═════ Information shown ═════

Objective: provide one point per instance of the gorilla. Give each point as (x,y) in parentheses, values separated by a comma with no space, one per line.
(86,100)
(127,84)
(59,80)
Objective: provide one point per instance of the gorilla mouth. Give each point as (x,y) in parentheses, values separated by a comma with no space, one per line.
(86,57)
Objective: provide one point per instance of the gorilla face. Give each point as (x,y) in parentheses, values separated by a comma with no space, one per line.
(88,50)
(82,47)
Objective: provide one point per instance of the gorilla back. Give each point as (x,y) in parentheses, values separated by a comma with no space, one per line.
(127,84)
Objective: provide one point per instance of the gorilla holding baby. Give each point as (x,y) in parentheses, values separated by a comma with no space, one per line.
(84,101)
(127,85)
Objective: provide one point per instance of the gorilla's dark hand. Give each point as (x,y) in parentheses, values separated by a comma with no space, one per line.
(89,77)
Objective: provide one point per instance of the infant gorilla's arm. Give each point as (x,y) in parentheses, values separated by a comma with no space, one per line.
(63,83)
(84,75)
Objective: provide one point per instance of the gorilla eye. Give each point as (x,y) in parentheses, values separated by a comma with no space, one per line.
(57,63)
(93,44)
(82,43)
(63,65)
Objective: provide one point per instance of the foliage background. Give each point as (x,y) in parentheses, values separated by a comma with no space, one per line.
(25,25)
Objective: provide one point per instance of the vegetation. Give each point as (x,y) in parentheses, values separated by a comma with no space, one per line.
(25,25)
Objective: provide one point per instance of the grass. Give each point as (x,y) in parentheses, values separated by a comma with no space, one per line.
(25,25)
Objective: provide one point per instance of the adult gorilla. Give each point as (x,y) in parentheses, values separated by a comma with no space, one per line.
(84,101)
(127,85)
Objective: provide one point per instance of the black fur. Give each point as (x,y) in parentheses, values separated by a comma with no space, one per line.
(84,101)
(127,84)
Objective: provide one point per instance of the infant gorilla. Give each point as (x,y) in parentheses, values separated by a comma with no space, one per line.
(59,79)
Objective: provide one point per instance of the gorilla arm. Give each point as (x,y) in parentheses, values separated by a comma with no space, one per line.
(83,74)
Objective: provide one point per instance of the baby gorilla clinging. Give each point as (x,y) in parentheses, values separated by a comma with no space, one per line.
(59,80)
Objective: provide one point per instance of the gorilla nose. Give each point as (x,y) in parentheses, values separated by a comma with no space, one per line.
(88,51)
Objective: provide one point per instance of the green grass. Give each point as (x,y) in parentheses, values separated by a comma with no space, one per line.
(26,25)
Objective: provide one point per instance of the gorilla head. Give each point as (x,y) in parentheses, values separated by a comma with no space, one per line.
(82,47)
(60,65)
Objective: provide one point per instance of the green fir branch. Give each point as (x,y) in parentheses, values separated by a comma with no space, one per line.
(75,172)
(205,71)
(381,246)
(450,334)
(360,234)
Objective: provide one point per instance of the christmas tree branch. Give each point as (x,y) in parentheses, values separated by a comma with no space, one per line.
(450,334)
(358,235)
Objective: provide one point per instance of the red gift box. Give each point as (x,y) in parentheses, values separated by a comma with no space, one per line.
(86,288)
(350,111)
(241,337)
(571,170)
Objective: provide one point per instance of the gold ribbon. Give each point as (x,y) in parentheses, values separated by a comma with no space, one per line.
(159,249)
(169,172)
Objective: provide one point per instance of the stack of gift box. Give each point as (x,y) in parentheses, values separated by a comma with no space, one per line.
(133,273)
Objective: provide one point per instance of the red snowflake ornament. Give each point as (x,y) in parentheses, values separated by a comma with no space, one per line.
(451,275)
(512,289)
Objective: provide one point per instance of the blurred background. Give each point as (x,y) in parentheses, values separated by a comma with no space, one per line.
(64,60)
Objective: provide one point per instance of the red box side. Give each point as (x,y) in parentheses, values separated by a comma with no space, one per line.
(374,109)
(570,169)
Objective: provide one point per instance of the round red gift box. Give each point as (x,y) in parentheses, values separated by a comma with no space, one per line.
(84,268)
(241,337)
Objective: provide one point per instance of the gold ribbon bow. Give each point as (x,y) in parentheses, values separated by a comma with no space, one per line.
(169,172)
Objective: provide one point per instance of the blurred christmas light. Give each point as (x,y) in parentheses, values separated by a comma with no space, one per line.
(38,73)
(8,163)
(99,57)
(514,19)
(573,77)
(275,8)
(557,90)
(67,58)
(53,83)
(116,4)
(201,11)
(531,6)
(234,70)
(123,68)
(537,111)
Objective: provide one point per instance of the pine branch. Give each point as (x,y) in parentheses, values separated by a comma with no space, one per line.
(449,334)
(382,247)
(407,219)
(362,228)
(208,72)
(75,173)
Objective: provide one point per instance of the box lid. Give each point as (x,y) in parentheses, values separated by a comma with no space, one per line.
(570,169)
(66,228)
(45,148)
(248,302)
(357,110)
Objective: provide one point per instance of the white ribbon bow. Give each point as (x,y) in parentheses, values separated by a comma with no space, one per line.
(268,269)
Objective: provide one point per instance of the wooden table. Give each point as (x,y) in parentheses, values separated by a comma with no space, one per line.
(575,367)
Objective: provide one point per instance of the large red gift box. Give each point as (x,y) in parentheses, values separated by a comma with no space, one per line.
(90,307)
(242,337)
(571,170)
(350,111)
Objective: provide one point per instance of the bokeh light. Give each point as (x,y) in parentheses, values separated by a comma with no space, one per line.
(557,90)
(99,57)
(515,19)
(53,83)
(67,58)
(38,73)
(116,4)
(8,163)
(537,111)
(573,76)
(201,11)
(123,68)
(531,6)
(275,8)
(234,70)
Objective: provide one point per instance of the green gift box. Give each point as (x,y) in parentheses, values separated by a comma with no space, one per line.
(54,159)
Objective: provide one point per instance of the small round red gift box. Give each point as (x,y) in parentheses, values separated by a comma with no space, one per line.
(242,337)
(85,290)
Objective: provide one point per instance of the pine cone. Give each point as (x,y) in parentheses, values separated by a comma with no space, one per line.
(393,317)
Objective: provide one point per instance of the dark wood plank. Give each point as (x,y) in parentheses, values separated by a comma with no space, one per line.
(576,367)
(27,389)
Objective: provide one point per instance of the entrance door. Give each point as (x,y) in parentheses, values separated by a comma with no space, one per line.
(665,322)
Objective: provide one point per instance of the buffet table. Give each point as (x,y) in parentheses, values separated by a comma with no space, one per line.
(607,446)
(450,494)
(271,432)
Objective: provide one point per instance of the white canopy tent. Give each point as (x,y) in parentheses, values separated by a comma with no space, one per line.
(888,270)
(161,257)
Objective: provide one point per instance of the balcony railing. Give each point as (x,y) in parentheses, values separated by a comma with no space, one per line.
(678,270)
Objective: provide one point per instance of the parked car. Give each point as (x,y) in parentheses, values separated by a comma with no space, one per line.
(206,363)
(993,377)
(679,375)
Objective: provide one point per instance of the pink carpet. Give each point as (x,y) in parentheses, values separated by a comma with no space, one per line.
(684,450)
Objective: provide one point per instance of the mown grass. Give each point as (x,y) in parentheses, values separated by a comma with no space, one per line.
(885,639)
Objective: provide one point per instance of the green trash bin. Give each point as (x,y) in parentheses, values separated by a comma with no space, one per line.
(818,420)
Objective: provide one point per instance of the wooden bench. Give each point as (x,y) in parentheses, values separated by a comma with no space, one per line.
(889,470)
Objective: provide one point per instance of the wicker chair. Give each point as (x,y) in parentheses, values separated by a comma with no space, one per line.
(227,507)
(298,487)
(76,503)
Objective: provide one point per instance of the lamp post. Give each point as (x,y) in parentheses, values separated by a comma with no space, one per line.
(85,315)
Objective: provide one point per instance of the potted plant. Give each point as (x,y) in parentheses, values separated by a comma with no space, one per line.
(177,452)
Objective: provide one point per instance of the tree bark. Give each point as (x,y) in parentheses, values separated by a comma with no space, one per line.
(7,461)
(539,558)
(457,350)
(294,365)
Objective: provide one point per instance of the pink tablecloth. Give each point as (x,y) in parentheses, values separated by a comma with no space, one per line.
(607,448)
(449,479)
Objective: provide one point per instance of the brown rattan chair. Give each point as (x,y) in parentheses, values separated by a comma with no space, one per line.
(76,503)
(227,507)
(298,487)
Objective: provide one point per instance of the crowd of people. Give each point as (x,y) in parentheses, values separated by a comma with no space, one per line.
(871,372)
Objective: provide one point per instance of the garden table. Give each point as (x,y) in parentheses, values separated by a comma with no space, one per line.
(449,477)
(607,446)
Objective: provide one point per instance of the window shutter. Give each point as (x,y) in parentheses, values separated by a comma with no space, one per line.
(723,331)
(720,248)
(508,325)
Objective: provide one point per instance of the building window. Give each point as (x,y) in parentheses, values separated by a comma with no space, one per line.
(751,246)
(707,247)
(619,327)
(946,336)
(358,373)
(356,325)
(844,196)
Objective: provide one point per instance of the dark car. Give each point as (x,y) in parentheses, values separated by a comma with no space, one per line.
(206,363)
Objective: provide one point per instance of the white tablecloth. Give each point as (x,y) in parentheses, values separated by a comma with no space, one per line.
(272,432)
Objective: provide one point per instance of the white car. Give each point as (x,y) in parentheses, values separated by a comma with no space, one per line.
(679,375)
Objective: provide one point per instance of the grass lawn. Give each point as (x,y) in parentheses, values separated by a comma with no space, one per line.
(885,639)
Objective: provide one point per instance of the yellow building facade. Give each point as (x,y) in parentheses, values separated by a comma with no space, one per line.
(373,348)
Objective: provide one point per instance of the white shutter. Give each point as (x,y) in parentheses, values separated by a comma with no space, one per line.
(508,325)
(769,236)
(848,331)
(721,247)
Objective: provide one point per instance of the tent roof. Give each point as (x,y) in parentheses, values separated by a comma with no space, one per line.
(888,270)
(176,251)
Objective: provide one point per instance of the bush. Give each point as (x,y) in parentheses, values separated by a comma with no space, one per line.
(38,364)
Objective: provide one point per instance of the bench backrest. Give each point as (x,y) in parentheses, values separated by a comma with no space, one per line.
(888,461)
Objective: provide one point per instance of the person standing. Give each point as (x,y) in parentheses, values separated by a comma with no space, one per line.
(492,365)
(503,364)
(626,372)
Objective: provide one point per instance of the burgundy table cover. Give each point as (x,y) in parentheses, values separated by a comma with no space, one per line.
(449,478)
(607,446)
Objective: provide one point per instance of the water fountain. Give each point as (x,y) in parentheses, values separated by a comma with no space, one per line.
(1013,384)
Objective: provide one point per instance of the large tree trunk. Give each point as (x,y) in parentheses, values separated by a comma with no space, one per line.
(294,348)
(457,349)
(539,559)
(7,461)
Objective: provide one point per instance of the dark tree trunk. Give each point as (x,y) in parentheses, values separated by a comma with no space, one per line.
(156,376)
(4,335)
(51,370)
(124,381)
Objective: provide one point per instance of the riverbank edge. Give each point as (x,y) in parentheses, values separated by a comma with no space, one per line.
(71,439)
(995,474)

═════

The problem: Give again only the lines starting at the one that contains "Objective: provide one point per instance of the burgundy" and running to the end of the data.

Response to this task:
Objective: provide one point per instance of the burgundy table cover. Give each point as (x,y) in parentheses, values separated by a comma with no space, one per line.
(449,478)
(607,446)
Objective: provide one point per instance of the water fountain. Give each point as (x,y) in parentheses, values separated by a comma with no space, one per line.
(1013,384)
Objective: provide one point per instance of the large tree trunk. Give each point as (x,y) in parentheses, values separated by a comma with no space, one per line.
(294,348)
(457,349)
(539,559)
(7,461)
Objective: provide one point per instance of the dark tree trunk. Give each point as (x,y) in parentheses, values separated by a comma with no space, one per line.
(156,376)
(4,335)
(51,370)
(124,381)
Objective: provide one point per instance of the riverbank edge. Give each point as (x,y) in parentheses, values separated by a comma with no space, one per line.
(71,439)
(995,474)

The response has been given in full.